• _Materiały do ćwiczenia_:
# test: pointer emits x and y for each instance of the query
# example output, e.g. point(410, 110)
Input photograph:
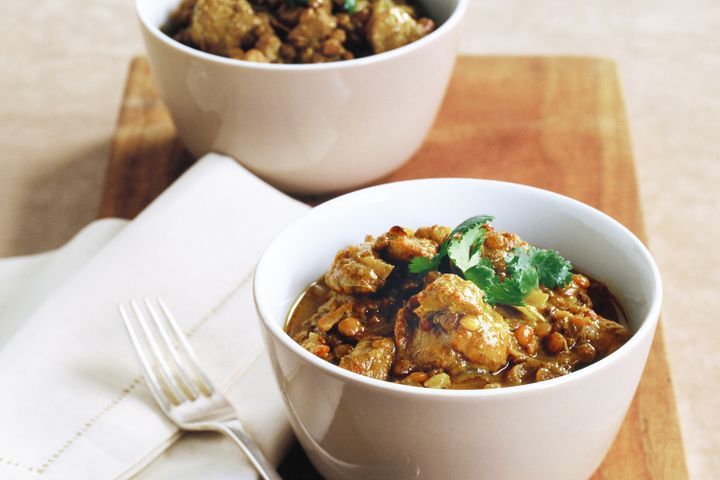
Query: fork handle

* * *

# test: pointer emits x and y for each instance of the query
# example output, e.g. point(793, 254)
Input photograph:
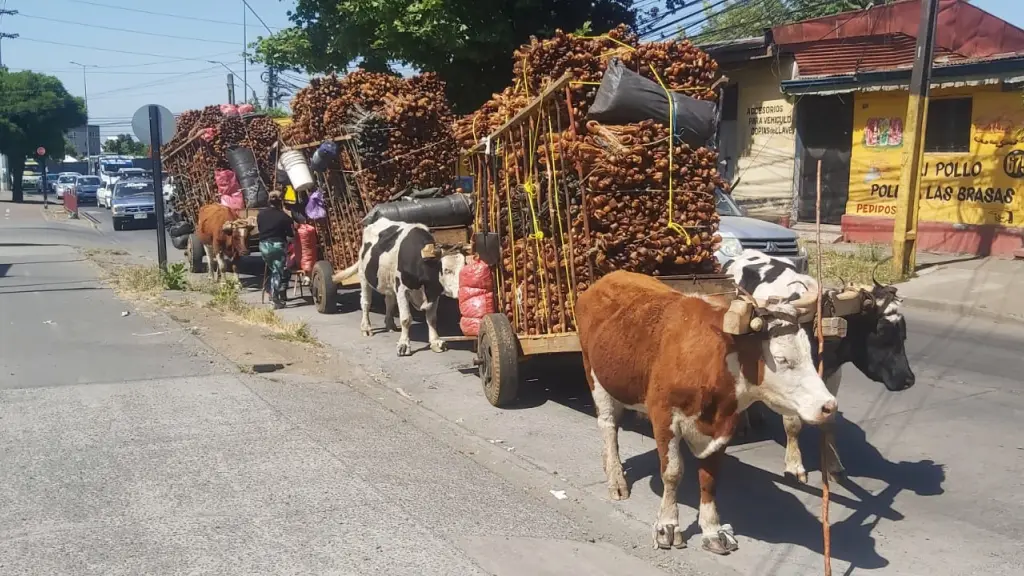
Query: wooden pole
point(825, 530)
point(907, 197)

• _Zadanie_: Proszę ustalić, w ilu wierszach powyżej występuje słowo „output”, przy czym wielkość liter ma znaczenie. Należy podać wyłącznie liczbę.

• _Odpowiedź_: 2